Detection examples
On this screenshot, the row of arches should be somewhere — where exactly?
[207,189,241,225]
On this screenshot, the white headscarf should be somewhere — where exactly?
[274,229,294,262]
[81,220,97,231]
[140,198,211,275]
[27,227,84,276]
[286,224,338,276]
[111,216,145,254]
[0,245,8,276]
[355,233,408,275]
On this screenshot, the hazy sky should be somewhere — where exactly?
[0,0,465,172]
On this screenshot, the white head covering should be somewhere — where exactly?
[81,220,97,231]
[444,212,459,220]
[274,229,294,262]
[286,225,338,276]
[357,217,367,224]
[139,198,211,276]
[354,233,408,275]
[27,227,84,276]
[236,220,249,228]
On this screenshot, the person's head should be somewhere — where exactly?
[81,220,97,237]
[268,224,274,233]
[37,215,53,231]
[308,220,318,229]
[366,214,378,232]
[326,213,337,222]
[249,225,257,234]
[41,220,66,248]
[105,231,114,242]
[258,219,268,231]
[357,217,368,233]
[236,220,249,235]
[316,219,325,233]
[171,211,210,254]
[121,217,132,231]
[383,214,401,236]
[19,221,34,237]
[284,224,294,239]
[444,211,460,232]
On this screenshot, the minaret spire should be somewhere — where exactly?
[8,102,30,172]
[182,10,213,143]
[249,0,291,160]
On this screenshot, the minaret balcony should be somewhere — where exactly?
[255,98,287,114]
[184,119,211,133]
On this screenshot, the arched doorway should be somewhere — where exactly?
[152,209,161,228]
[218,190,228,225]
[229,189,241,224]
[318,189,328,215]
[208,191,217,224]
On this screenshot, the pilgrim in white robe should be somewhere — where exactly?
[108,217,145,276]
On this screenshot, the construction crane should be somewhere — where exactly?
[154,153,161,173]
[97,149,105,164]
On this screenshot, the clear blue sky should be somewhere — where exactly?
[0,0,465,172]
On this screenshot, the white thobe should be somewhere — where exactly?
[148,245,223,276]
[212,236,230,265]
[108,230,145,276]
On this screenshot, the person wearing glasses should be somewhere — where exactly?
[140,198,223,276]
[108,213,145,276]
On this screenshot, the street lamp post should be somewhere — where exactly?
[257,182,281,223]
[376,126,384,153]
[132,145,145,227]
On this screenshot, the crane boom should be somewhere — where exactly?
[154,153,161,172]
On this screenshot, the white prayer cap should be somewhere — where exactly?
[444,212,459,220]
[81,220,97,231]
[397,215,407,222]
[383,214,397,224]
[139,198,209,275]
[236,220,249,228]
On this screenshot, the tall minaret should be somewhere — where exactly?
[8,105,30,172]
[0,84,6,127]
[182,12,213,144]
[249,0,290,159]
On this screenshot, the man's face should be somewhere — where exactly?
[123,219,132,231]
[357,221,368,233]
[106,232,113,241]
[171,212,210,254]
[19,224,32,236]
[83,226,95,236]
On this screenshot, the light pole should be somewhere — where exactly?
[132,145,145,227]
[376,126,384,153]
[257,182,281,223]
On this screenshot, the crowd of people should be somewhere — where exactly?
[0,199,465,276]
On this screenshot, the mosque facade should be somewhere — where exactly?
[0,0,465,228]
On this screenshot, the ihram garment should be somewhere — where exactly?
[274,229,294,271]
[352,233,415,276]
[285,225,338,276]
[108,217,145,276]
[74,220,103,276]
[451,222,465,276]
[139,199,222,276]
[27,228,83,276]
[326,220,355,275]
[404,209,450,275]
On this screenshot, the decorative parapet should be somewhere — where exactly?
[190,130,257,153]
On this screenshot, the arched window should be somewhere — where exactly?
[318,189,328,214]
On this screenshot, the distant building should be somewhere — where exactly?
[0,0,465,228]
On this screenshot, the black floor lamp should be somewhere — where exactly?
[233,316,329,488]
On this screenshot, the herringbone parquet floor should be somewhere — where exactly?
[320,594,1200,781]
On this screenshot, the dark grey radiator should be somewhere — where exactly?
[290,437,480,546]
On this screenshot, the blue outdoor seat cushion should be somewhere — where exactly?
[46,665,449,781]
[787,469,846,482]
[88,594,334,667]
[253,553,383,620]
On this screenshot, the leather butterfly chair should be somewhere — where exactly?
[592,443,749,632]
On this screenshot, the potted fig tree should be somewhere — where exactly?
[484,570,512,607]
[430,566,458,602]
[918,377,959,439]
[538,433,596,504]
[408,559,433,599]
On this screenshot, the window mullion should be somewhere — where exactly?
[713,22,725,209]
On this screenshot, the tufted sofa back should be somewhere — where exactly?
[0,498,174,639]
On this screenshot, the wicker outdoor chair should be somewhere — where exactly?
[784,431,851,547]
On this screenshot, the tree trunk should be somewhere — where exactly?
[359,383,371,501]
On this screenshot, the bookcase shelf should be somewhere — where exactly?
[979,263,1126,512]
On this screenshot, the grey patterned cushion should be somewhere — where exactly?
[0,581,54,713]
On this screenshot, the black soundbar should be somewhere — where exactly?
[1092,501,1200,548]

• Request:
Scale the stretch of rows from the line containing "On this screenshot, the tufted" through the end of the rows, giving every line again, requests included, with each bounding-box coordinate in the answers multiplied by 0.45 and rounded to a whole number, halves rounding up.

• Solution to the exercise:
On this screenshot, the tufted sofa back should be somewhere — where exactly?
[0,224,78,288]
On this screenshot, the wicker outdoor chair should be somewhere — where exactly?
[353,194,383,246]
On this screenshot, the tree trunk should be somewhere — where exactly?
[162,172,167,225]
On this screenshot, the bookcase shelf should be somewhere — where exactly?
[441,118,507,230]
On this screenshot, the grey patterned cushion should be somewhere — where exactly?
[0,261,24,321]
On this screenshot, the black soundbar should be somewhere — where exactly?
[491,225,540,247]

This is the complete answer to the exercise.